## Begin
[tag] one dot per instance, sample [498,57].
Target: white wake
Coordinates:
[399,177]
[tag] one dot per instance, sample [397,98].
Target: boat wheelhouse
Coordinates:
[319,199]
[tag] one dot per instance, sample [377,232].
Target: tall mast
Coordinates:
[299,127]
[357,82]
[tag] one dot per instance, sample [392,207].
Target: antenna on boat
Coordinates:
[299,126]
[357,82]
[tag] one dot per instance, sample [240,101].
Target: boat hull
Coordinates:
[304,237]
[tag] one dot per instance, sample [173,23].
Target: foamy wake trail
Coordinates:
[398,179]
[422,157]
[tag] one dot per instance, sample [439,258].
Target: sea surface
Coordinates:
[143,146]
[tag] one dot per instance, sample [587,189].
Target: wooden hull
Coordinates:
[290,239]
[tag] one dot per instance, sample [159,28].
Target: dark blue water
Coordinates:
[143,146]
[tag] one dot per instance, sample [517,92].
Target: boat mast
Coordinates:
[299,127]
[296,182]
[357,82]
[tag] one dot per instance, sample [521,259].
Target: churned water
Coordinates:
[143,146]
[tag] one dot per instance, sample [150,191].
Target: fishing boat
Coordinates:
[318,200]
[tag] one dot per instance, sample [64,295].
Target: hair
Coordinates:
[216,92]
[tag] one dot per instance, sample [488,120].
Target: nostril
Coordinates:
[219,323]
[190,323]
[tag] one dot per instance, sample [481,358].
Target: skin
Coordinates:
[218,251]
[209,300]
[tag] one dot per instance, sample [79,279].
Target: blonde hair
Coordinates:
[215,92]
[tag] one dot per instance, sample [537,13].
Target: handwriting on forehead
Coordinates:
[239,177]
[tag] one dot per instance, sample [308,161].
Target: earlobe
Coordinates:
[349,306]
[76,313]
## End
OBJECTIVE. Copy every one of the entries above word for word, with no changes.

RESULT BELOW.
[tag] one dot per instance, sample [498,57].
Target: white wake
Coordinates:
[399,177]
[tag] one dot per instance, sample [397,98].
Target: boat wheelhouse
Coordinates:
[319,199]
[tag] one dot per instance, sample [377,232].
Target: tall mast
Coordinates:
[299,127]
[357,82]
[tag] one dot per instance, sample [392,207].
Target: antenna on boat
Coordinates:
[299,126]
[357,82]
[tag] one dot per instance, sample [240,101].
Target: boat hull
Coordinates:
[304,237]
[tag] one dot per instance, sample [173,23].
Target: foamy wake trail
Coordinates:
[398,179]
[422,157]
[tag] one dot per instance, sample [439,258].
Target: sea surface
Coordinates:
[143,146]
[tag] one dot per instance, sample [587,189].
Target: wooden hull
Coordinates:
[290,239]
[tag] one dot per instance, sample [159,28].
Target: dark blue water
Coordinates:
[143,146]
[tag] one dot per instance, sample [517,92].
Target: boat mast
Coordinates:
[299,127]
[296,182]
[357,82]
[tag] one dot per instance, sample [521,259].
Target: churned water
Coordinates:
[143,146]
[tag] one dot per instance, sample [150,191].
Target: fishing boat
Coordinates:
[318,200]
[tag] one dot per instance, sample [64,295].
Target: hair
Coordinates:
[216,92]
[tag] one dot per instance, sample [488,120].
Target: nostril
Coordinates:
[219,323]
[190,323]
[tag] one dot per instance, sample [481,358].
Target: skin
Coordinates:
[218,251]
[209,300]
[tag] one dot per instance, sample [79,279].
Target: blonde hair
Coordinates:
[215,92]
[tag] one dot per instance, sample [537,13].
Target: handwriting on forehead
Coordinates:
[239,177]
[tag] one dot per instance, sample [308,161].
Target: earlobe
Coordinates:
[349,306]
[76,313]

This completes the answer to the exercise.